### [RECORDS TO USE]

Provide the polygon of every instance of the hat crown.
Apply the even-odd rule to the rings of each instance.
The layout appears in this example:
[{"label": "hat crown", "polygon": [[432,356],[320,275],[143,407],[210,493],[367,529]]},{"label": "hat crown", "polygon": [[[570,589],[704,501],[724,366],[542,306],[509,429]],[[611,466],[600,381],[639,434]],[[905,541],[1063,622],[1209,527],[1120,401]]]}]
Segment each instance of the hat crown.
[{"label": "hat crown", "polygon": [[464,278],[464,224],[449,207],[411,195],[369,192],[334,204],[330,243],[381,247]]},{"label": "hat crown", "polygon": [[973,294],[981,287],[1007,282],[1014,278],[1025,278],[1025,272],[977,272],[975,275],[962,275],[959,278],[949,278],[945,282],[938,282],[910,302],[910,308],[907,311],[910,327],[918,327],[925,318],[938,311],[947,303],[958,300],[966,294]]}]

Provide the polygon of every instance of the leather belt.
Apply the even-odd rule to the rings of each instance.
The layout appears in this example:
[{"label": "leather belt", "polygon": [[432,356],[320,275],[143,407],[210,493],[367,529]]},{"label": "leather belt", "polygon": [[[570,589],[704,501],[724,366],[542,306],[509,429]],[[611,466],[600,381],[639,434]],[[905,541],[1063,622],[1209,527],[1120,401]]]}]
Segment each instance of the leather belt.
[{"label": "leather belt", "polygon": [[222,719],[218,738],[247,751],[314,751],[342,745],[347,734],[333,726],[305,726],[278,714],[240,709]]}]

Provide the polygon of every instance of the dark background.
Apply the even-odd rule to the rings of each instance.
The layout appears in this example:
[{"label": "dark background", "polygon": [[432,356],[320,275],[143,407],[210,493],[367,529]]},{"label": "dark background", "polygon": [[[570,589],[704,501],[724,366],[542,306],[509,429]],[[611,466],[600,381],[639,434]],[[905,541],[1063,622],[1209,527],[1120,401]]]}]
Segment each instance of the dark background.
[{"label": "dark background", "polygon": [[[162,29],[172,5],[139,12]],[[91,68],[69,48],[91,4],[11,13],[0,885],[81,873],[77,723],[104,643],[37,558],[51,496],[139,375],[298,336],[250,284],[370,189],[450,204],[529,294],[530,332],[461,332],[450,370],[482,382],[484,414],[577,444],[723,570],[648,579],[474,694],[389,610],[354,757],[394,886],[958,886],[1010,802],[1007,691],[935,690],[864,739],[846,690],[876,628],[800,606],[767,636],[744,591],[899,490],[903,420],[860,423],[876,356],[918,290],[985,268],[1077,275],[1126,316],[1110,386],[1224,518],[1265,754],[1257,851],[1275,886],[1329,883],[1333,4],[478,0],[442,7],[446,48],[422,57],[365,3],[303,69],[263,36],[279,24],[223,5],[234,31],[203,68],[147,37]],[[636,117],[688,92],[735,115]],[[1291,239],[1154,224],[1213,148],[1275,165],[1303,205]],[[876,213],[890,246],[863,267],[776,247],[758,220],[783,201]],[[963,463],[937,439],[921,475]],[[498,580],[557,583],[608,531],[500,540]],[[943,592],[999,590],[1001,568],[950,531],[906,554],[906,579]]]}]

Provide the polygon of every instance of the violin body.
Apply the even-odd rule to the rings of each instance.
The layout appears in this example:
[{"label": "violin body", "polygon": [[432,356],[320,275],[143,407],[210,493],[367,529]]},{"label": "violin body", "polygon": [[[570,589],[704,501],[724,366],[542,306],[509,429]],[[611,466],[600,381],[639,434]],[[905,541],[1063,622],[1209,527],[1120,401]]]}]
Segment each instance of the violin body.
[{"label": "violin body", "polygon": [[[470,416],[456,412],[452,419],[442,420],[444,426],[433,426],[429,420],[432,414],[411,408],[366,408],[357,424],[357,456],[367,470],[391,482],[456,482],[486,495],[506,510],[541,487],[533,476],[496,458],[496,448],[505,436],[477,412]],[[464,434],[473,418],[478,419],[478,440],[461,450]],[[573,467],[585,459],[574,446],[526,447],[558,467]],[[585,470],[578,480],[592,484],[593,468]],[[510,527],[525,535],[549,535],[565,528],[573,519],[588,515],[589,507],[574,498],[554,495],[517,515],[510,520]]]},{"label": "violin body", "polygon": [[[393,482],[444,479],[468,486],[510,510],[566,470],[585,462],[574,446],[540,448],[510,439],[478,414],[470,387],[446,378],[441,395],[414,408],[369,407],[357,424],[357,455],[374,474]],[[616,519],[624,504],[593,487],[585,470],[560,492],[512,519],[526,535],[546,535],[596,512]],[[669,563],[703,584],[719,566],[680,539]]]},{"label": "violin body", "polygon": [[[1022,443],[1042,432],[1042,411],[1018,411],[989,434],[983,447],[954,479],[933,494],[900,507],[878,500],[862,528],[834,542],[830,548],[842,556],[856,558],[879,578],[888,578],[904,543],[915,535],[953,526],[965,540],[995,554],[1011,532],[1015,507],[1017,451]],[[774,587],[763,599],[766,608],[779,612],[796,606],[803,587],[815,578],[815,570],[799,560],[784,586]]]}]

### [EXERCISE GOAL]
Take everything from the line containing "Provide the polygon of every instance of the leather" down to the line containing "Segment each instance of the leather belt." in the records above and write those lines out again with "leather belt" changed to "leather strap", leaving all else as it is.

### [WRITTEN RESPONSE]
Provide the polygon of every instance of the leather strap.
Apply the even-odd rule to the rings of each instance.
The layout appears in this example:
[{"label": "leather strap", "polygon": [[432,356],[320,275],[143,407],[210,493],[367,529]]},{"label": "leather strap", "polygon": [[[570,589],[704,501],[724,366],[542,306],[509,429]],[[611,466],[600,381],[639,434]],[[905,541],[1063,622],[1209,527],[1120,401]]]}]
Segment each instance of the leather strap.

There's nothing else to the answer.